FEBRUARY 1, 1972.
KURIAN C. MATHEW, PLAINTIFF-APPELLANT,
THE TOWN OF ALGONQUIN, DEFENDANT-APPELLEE.
APPEAL from the Circuit Court of McHenry County; the Hon.
WILLIAM J. GLEASON, Judge, presiding.
MR. JUSTICE GUILD DELIVERED THE OPINION OF THE COURT:
This appeal arises from a suit by Kurian Mathew, plaintiff, to obtain payment for engineering services rendered to defendant township, Town of Algonquin, in connection with a road improvement project which was not completed following a decision of the Illinois Supreme Court that the 1870 Illinois Constitution did not permit a legislative grant of authority to townships to make local improvements by special assessment. Committee of Local Improvements of the Town of Algonquin v. Objectors (1968), 39 Ill.2d 255, 234 N.E.2d 775 held the 1965 statute commonly known as the Township Local Improvement Act invalid. Ill. Rev. Stat. 1965, ch. 139, par. 143.101 through 143.161.
Acting within the apparent authority of the 1963 predecessor statute authorizing local improvements by townships, (Ill. Rev. Stat. 1963, ch. 139, par. 143.1 through 143.5), the electors of Algonquin Township, convened in annual meeting, by resolution directed the Committee on Local Improvements of Algonquin Township to prepare the plans, specifications, estimate of cost and resolution for the improvement of certain described roads and a grade separation over a waterway within the township. Under the statute, the Committee was composed of the township supervisor, the highway commissioner, and the three elected or appointed town auditors. The Committee subsequently entered into a written contract incorporating the elector's resolution and employing plaintiff to prepare plans and estimate of costs, agreeing to pay him for his services a specified percentage of the estimated cost.

**YOUR GOAL:** Decide whether each statement agrees with the court opinion above, answering yes or no and quoting the words of the opinion that settle it. (a) The Committee on Local Improvements included the township supervisor, the highway commissioner, and three town auditors. (b) The Illinois Supreme Court upheld the 1965 Township Local Improvement Act. (c) The plaintiff's pay was set as a flat fee unrelated to the project's cost.

**DATASET EXCERPT:**
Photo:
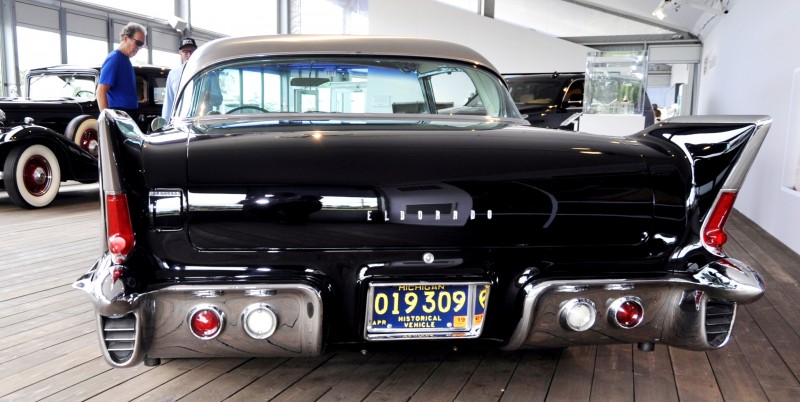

**CORRECT RESPONSE:**
(a) Yes: "the Committee was composed of the township supervisor, the highway commissioner, and the three elected or appointed town auditors."
(b) No: "held the 1965 statute commonly known as the Township Local Improvement Act invalid."
(c) No: "agreeing to pay him for his services a specified percentage of the estimated cost."